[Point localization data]

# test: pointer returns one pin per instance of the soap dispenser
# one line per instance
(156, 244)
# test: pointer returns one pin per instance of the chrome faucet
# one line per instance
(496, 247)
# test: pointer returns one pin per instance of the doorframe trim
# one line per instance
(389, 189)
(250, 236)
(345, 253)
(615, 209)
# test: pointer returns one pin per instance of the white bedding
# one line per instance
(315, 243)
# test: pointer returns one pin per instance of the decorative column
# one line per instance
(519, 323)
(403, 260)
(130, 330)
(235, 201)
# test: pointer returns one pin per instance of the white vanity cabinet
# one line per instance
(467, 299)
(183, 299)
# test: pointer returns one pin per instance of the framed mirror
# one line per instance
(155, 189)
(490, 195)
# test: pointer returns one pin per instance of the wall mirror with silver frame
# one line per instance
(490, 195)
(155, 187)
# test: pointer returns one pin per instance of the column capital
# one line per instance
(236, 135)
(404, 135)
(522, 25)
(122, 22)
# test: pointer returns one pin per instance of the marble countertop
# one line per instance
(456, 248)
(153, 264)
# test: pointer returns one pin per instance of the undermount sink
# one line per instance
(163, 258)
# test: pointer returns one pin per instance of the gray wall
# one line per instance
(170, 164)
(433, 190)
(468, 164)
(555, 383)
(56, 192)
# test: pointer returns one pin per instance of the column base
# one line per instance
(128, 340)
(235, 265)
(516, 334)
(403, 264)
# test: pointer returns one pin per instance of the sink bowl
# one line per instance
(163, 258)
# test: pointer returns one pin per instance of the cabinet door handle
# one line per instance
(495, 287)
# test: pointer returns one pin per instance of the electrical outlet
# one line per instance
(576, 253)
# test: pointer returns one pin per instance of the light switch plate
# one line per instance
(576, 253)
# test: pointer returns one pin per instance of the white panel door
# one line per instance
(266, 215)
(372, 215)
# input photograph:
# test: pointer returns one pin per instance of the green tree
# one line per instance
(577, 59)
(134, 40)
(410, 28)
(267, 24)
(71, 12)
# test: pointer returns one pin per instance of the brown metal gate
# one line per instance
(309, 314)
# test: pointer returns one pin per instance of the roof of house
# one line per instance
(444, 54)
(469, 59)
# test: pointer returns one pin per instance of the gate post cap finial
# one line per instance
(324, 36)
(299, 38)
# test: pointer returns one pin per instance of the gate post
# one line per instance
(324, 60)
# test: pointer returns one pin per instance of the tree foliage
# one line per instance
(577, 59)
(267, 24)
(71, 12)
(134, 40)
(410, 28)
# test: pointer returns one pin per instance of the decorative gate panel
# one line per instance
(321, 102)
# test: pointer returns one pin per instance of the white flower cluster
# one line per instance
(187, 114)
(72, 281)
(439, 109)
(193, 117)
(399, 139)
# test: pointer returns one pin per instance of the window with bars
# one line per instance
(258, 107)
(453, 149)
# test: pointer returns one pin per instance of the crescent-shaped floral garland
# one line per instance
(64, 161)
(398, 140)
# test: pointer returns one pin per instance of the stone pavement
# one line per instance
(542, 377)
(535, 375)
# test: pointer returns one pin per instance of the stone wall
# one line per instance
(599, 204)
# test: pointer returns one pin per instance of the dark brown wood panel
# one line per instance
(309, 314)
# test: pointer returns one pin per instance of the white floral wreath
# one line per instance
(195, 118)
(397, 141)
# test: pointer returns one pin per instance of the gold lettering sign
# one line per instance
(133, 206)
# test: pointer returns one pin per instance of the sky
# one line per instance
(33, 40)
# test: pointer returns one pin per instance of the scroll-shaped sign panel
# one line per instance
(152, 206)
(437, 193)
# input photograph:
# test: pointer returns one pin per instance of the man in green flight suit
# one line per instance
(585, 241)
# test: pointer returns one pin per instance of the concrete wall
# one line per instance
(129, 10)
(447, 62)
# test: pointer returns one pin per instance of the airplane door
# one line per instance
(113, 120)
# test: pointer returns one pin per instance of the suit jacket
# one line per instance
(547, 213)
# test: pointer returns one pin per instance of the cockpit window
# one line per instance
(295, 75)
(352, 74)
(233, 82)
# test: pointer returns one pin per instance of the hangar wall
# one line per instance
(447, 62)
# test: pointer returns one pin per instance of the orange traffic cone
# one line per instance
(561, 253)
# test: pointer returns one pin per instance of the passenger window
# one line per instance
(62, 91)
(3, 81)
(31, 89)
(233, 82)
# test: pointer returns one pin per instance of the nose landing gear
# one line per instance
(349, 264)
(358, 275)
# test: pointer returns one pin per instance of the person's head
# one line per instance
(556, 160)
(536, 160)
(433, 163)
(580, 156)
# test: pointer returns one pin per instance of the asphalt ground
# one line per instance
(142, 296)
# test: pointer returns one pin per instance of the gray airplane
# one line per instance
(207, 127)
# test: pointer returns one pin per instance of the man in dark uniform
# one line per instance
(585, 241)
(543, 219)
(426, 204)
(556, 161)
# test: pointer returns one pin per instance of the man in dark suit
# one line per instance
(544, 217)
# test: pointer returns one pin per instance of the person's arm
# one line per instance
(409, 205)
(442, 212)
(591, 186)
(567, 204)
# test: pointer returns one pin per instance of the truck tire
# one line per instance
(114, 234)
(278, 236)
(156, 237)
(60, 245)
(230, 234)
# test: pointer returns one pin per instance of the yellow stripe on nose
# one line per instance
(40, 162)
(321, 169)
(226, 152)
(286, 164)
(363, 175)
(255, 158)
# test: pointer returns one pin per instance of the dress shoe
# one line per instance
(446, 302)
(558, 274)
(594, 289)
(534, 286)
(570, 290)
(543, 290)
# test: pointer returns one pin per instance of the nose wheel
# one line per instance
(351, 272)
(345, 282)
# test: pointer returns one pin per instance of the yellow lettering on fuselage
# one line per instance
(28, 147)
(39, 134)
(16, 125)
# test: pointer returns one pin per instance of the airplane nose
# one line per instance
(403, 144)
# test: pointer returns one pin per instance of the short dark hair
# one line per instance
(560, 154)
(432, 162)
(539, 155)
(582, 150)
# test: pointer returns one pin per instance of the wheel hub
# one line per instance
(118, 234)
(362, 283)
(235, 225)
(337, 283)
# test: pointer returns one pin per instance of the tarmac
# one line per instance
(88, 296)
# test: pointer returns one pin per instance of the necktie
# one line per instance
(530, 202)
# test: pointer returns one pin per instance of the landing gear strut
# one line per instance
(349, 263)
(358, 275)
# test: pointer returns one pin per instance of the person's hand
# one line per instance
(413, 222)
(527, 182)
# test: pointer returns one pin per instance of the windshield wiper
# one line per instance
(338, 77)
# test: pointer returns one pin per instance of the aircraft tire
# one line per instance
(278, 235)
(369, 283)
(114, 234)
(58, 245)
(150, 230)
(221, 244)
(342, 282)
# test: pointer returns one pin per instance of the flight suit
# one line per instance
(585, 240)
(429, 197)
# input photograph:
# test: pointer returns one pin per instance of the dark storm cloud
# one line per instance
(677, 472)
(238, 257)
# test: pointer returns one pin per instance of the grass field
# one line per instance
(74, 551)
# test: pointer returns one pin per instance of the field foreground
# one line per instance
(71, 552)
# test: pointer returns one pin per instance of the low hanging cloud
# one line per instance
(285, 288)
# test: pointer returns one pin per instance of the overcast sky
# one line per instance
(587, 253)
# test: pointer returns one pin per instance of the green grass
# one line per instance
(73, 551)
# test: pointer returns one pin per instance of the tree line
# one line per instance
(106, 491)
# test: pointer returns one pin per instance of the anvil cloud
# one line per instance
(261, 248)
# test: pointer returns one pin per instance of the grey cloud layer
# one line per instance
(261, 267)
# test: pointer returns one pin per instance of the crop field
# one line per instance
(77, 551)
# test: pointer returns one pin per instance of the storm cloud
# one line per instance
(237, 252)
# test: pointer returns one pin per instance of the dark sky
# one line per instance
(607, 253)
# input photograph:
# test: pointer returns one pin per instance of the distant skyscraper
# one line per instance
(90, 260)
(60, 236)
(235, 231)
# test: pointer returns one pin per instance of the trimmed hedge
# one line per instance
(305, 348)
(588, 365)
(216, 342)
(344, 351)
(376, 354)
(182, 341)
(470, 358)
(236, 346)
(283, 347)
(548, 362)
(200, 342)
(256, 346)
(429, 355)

-- Exercise --
Please return the lines above that run from the line containing "# test: pointer returns one pin per instance of the brown" to the line containing "the tree foliage", inclusive, exactly and with no other lines.

-- Response to this exercise --
# test: pointer returns one pin per instance of the brown metal gate
# one line per instance
(309, 314)
# test: pointer returns one pin per instance of the roof of house
# one line per instance
(444, 54)
(469, 59)
# test: pointer returns one pin per instance of the gate post cap finial
# one line per instance
(324, 36)
(299, 38)
# test: pointer returns one pin per instance of the gate post
# one line per instance
(324, 60)
# test: pointer returns one pin per instance of the tree foliage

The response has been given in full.